**Reading passage**
Segment Open

A patient came with h/o cerebral aneurysm (stable) and h/o pre-eclampsia years ago. She wanted a RF on her coc's but I was not original prescriber. I felt too risky and put her on SLYND.
Also, what is your feeling about coc's with women who's blood pressure is 130-139 range 80-89 range now considered Stage 1 HTN?
Patients with stable aneurysms are advised to avoid smoking, heavy alcohol consumption, stimulant medications, illicit drugs and excessive straining or Valsalva maneuvers as these may increase the risk of rupture. Since preeclampsia appears to increase long-term risk of adverse cardiovascular outcomes, it is appropriate to be aware of this in the patient’s history.
The concern with an estrogen containing pill relates to vascular effects. In the case of stroke, the CDC guidance on use of contraceptives, known as the Medical Eligibility Criteria, clearly states not to use an estrogen-containing contraceptive method.
But the CDC does not give guidance for the appropriate choice of methods in people with aneurysms. However, aneurysms may also increase the risk of blood clots forming in the ballooned vessel. Therefore, I agree with you that it is prudent to avoid an oral contraceptive because of the risk of blood clots.
It is controversial whether certain POPs increase the risk for blood clots, although the risk is substantially less than with COCs. I agree with your choice of a progestin only birth control pill instead of a combination birth control pill for a patient with a stable aneurysm. When studying combined birth control pills with drospirenone there is a very small increased risk of venous thromboembolism in some studies compared with pills containing progestins such as levonorgestrel. Slynd may or may not have a slightly increased risk of VTE over a norethindrone (NET pill). If you wanted to choose the safest possible pill for your patient, that may be a NET pill.

Segment Closed

**Records**
Segment Open

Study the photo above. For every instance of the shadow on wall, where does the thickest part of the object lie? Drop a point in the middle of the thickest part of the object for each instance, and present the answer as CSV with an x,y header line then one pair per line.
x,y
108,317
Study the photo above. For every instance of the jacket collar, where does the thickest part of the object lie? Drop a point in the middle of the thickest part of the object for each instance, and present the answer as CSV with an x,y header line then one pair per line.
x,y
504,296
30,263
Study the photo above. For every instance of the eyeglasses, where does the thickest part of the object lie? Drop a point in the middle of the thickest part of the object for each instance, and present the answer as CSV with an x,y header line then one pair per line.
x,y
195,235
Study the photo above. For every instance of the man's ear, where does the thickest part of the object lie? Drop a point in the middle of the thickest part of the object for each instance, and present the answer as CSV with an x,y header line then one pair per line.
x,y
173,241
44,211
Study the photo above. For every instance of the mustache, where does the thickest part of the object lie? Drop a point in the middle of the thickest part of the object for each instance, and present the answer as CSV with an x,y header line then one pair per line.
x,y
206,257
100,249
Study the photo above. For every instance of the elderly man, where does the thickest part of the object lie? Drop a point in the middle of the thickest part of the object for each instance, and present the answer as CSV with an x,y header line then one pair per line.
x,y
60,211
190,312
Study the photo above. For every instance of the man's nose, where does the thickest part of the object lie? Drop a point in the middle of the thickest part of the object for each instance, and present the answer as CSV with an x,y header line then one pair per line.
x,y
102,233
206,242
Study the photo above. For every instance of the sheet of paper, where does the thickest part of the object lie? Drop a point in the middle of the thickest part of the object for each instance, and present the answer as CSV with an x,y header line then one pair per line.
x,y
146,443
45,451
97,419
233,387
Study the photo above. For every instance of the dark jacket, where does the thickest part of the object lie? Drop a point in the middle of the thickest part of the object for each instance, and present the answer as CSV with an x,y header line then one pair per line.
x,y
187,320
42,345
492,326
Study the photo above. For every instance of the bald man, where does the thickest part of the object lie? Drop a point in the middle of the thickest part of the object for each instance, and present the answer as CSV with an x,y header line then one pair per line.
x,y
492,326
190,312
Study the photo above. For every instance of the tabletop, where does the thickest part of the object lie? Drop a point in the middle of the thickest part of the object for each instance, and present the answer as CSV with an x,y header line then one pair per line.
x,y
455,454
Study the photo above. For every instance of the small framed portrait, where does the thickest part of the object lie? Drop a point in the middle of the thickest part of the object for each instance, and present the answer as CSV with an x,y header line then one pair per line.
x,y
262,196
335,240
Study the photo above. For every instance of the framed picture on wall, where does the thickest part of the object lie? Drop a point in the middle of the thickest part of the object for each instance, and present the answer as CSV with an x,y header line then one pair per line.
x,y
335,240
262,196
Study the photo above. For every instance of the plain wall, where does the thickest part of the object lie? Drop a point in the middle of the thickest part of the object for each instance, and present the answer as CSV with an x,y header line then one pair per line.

Segment Closed

**Work to complete**
1. Decide whether each statement below agrees with the passage on contraception for a patient with a stable aneurysm. For each, answer yes or no and quote the words of the passage that decide it.
(a) The CDC gives guidance on choosing contraceptive methods for people with aneurysms.
(b) The risk of blood clots with POPs is substantially lower than with COCs.
(c) A NET pill may be the safest possible pill for the patient.
2. Continue the passage on contraception for a patient with a stable aneurysm, starting after its final sentence.

**Answers by item number**
1.
(a) No: "But the CDC does not give guidance for the appropriate choice of methods in people with aneurysms."
(b) Yes: "although the risk is substantially less than with COCs."
(c) Yes: "If you wanted to choose the safest possible pill for your patient, that may be a NET pill."

2.
I always like reminding people about the condition in the CDC MEC called “multiple risk factors for atherosclerotic cardiovascular disease.” These include older age, smoking, diabetes, hypertension, low HDL, high LDL, or high triglyceride levels. Perhaps knowing the patient’s history of preeclampsia would fit into your decision making from this type of perspective.
The CDC’s comment on this category for estrogen containing methods is: “When a woman has multiple major risk factors, any of which alone would substantially increase her risk for cardiovascular disease, use of CHCs might increase her risk to an unacceptable level. However, a simple addition of categories for multiple risk factors is not intended; for example, a combination of two category 2 risk factors might not necessarily warrant a higher category.”
The CDC’s comment on this category for progestin-only methods is: “When multiple major risk factors exist, risk for cardiovascular disease might increase substantially. Certain POCs might increase the risk for thrombosis, although this increase is substantially less than with COCs. The effects of DMPA might persist for some time after discontinuation.”
Your question about hypertension is intriguing. In the past we didn’t consider the BP range of systolic 130-139 or diastolic 80-90 as hypertensive. And currently these values are still not considered hypertensive by the European Society of HTN or the International Society of Hypertension.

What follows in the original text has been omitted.